Photo object pointing items
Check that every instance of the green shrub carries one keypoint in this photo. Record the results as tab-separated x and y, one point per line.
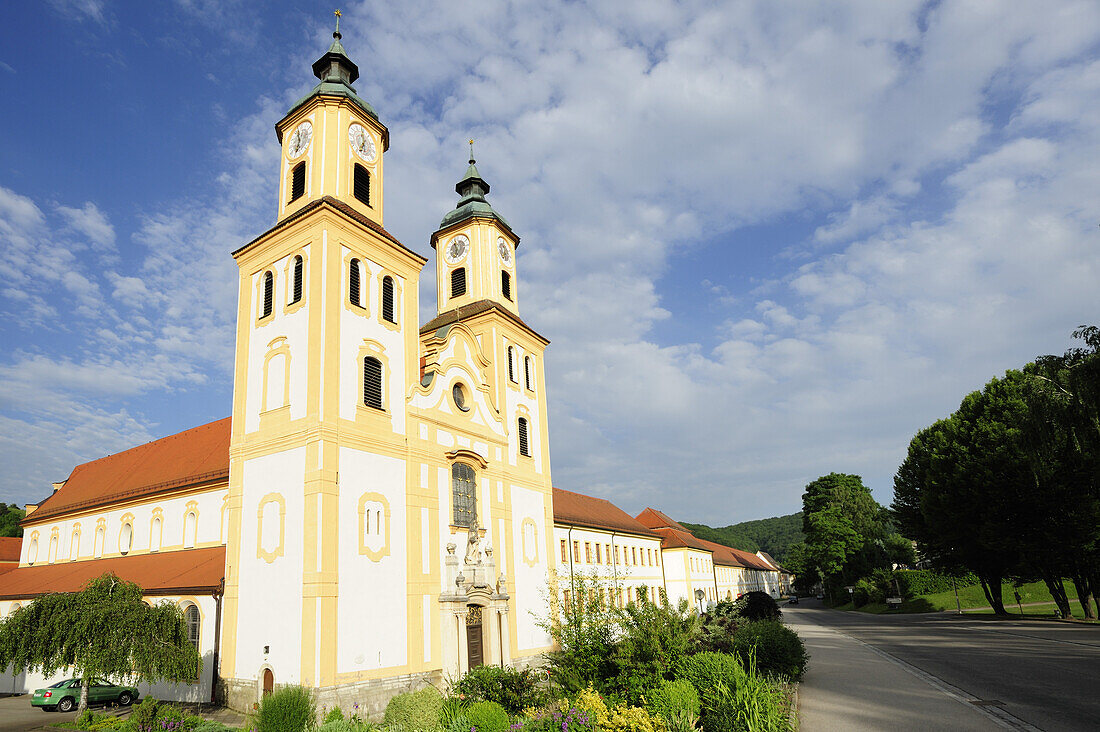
926	581
512	688
777	648
287	709
487	717
416	710
757	605
672	699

:: INSTRUCTIONS TO FOLLOW ::
Rewrite the items above so that "green shrub" becomes "leafy bush", keeping everything else unchanged, and leave the pictures out of your answer.

:: CORRECT RESULT ::
Check that every instance of the leafy bush carries one keypoint in this photo. Record the results as tab-separated x and y, one point per line.
926	581
512	688
777	648
287	709
487	717
416	710
757	605
672	699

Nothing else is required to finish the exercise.